# WHAT YOU NEED TO DO:
According to the study-abroad self-care article, what should you ask your physician to do before you leave?

# SOURCE PASSAGE:
————————

Five Self-Care Practices for Studying Abroad

October 30, 2018

YOU ARE ABROAD! It’s so wild! You are literally in another country right now, out of your own comfort zone. Whether you are familiar with the culture or not, it is a big accomplishment, so give yourself a pat on the back. You’re doing great. You’re probably spending your days in class (hopefully) or exploring the city, and your nights are likely filled with some much-deserved fun. While it’s easy to get caught up in the magic of being in a new country, you need to remember to take care of yourself first. This is a once in a lifetime opportunity and you want to be able to enjoy it!

Your first few weeks are going to be filled with new adventures in your study abroad destination. However, as someone who has been diagnosed with Persistent Depressive Disorder and Generalized Anxiety Disorder, these constant adventures and socialization can be very draining and a threat to your mental health. So one of the things that I encourage all of you to do, whether you have dealt with mental illness before or not, is practice S E L F - C A R E.

Here are 5 tips I have for practicing self-care while abroad!

1. Have enough medication.

It’s important to note that it may be difficult to find the same medication in the country you are studying in. This is something you have to do before you leave for your semester or year abroad. Let your physician know that you are going abroad and ask them to prescribe you enough medication for your stay abroad.

2. Stay calm and get yourself oriented.

Orientation week is any socially anxious person’s nightmare. For me it seemed like days of endless socializing and fake laughing in a desperate dash to make friends as soon as possible. Stay calm, and really take the time to get to know people. Don’t worry about trying to be friends with everyone, but work on building relationships with people that seem genuine and have the same interests! It’s likely that people will be going out a lot during orientation week. Indulge if want, but know your limits.

3. Know when to go out and when to stay in.

————————

# AVAILABLE DATA:
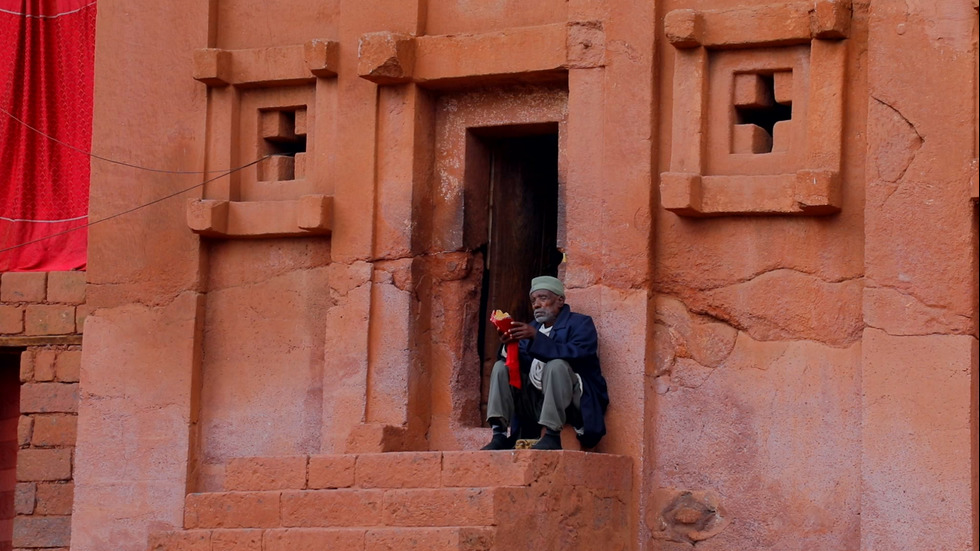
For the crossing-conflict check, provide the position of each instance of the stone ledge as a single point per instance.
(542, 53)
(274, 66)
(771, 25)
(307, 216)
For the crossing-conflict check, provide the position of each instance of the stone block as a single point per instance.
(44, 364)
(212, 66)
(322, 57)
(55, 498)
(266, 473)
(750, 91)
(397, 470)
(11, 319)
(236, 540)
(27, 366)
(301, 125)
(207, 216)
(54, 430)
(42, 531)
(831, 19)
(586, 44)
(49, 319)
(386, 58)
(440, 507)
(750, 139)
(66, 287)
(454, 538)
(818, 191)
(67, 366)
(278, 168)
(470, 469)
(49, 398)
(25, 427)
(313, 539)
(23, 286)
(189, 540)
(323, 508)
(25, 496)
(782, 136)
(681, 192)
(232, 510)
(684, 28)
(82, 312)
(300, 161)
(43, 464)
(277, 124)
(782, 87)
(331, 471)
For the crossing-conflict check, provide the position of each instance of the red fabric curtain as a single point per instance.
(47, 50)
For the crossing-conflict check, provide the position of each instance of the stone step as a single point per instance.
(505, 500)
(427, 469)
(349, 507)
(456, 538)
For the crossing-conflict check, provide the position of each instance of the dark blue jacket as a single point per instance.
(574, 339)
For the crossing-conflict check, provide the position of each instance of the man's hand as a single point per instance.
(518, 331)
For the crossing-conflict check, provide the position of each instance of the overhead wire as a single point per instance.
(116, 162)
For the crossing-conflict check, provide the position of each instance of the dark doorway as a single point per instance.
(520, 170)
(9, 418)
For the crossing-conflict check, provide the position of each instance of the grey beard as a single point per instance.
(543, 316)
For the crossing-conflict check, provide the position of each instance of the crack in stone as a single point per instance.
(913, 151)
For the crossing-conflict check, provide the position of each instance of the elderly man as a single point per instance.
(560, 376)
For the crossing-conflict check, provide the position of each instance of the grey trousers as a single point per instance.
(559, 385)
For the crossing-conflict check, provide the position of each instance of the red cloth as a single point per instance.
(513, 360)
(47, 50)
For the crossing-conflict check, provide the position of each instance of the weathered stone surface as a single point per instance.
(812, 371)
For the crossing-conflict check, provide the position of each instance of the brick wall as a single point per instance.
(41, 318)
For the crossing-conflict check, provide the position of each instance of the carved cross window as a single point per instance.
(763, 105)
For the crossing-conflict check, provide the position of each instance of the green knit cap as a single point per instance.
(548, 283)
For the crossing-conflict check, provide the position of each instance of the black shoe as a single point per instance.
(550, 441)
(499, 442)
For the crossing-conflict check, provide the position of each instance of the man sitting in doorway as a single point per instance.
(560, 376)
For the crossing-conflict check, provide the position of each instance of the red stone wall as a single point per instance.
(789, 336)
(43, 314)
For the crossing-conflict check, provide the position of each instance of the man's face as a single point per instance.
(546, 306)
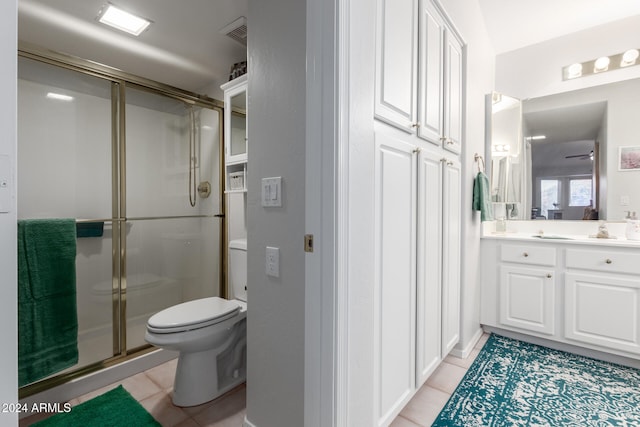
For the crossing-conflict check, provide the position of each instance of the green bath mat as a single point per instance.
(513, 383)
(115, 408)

————————

# ANSWER AREA:
Prescribe you enough medication for your stay abroad.